Page:
Really Just One Point of View
by
Max Griffin


         One of the best things about Writing.Com is that it encourages readers and authors to interact with each other.  Indeed, the whole site is structured around this concept.  Whenever you read a new story, there is an invitation at the bottom of the page to interact with the author.  What an awesome idea!  This kind of feedback can tell authors what worked--or didn't work--in their stories.  Sometimes, it's an opportunity to open a conversation about the theme of the story.  Other times, it's an opportunity to discuss craft and technique.

         Sometimes these conversations make me think through the stylistic choices I've made.  Of course, sometimes the choices are just an idiosyncrasy, either of the story or the author.  Why write it this way, when that way also seems perfectly reasonable?  This week, I got a thoughtful reveiw of one of my essays that led to just such a conversation. Indeed, it partly inspired this essay. So, too, did the excellent newsletter "Drama Newsletter (March 2, 2022).  This is a slightly veering approach to the same basic idea.  Here's hoping it's helpful.

Records from a dataset:

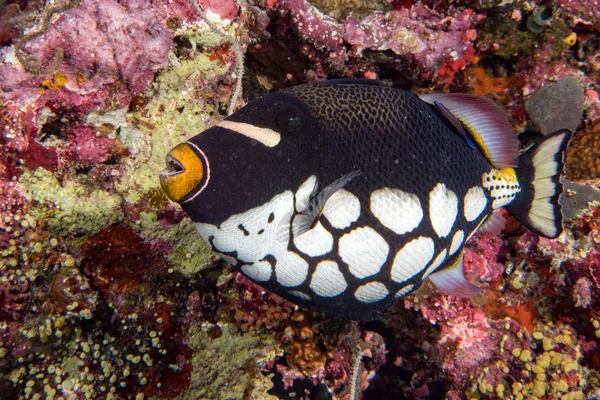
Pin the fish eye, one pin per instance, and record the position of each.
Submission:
(290, 120)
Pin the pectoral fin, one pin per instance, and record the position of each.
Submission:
(307, 218)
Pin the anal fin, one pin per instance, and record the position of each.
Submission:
(452, 280)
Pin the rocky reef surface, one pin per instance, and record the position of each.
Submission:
(106, 290)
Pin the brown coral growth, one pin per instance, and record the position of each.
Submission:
(583, 156)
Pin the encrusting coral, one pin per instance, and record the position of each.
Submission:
(108, 292)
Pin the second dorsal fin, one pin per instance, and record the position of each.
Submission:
(487, 123)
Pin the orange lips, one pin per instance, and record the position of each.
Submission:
(183, 173)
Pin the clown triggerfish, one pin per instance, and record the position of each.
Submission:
(343, 196)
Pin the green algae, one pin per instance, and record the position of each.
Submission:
(70, 207)
(177, 111)
(506, 35)
(226, 367)
(189, 252)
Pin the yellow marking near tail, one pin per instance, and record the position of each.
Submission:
(502, 186)
(478, 140)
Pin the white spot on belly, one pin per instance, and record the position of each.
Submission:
(291, 269)
(475, 202)
(406, 289)
(327, 280)
(435, 264)
(342, 209)
(371, 292)
(304, 192)
(259, 271)
(457, 240)
(314, 242)
(266, 136)
(364, 250)
(398, 211)
(443, 209)
(227, 258)
(412, 259)
(300, 294)
(258, 232)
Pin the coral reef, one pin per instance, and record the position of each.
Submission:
(108, 292)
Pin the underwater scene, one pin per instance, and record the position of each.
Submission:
(294, 199)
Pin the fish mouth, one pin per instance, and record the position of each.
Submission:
(174, 167)
(183, 173)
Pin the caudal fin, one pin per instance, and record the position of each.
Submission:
(539, 170)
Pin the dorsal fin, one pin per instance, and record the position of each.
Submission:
(486, 122)
(460, 129)
(352, 81)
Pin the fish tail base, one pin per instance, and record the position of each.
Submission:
(539, 171)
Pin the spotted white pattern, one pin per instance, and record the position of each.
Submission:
(227, 258)
(315, 241)
(399, 211)
(290, 269)
(300, 294)
(412, 258)
(259, 232)
(304, 192)
(457, 241)
(342, 209)
(371, 292)
(405, 290)
(328, 280)
(435, 264)
(259, 271)
(443, 209)
(364, 250)
(474, 203)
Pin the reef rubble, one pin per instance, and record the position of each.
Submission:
(107, 291)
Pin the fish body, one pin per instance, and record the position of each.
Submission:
(344, 196)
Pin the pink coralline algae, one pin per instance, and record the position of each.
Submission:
(440, 45)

Task goal: Set down the passage from the point-of-view essay above exactly, everything from "Really Just One" down to "craft and technique.".

Result:
Really Just One Point of View
by
Max Griffin


         One of the best things about Writing.Com is that it encourages readers and authors to interact with each other.  Indeed, the whole site is structured around this concept.  Whenever you read a new story, there is an invitation at the bottom of the page to interact with the author.  What an awesome idea!  This kind of feedback can tell authors what worked--or didn't work--in their stories.  Sometimes, it's an opportunity to open a conversation about the theme of the story.  Other times, it's an opportunity to discuss craft and technique.